(Excerpts of location labeling data)
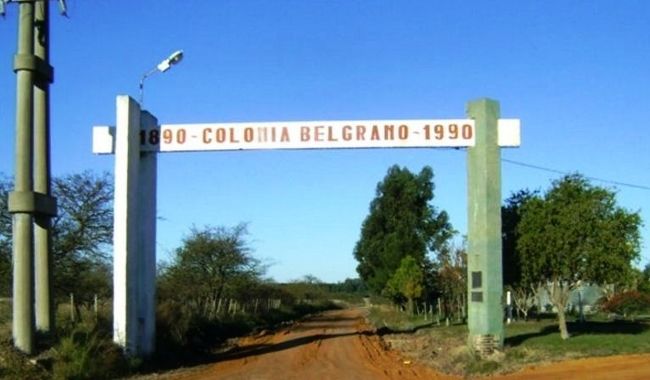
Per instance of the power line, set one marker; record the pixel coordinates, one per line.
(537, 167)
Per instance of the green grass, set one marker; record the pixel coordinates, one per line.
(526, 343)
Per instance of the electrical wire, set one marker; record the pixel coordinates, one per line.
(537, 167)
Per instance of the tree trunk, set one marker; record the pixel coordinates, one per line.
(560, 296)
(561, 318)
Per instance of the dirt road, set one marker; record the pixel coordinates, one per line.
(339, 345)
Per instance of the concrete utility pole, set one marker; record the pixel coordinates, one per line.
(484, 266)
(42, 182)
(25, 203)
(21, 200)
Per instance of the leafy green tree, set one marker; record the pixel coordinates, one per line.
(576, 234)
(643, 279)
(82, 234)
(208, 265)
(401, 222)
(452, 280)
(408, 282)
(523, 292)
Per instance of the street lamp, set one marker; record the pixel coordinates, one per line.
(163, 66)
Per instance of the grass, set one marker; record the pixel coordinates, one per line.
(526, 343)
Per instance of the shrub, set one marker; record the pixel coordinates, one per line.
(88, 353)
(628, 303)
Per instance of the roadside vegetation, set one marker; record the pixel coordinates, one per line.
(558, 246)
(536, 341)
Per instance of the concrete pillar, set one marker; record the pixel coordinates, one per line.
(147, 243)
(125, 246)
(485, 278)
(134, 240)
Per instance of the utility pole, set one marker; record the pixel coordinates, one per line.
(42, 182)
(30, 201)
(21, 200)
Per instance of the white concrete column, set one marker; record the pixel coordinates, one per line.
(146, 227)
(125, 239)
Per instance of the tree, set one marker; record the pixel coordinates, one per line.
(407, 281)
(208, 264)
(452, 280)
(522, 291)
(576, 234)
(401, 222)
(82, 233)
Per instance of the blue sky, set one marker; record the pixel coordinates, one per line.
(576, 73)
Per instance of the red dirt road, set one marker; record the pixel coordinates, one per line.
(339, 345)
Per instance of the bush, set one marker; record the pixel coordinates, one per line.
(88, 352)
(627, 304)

What the task asks:
Reproduce the data word for word, starting at the line that contains "Per instance of the utility" and ending with the final line of the data.

Response to this task:
Per instance of the utility pole, set one marker; record the pixel coordinates, one per line.
(42, 182)
(30, 201)
(21, 200)
Per instance of the white concrete column, set one marker; record the pixel coordinates, one per line.
(146, 227)
(125, 239)
Per instance of the tree, set one marker; record the pixel coordinates, one per line.
(407, 281)
(208, 264)
(452, 280)
(522, 291)
(576, 234)
(401, 222)
(82, 233)
Per instance of the blue sky, set one marker; record the pixel coordinates, one per line.
(576, 73)
Per instance of the red dirt road, set one marker; record the pixel coordinates, one per line.
(339, 345)
Per instance of the bush, set one marker; record the pixel coordinates, one per line.
(88, 352)
(627, 304)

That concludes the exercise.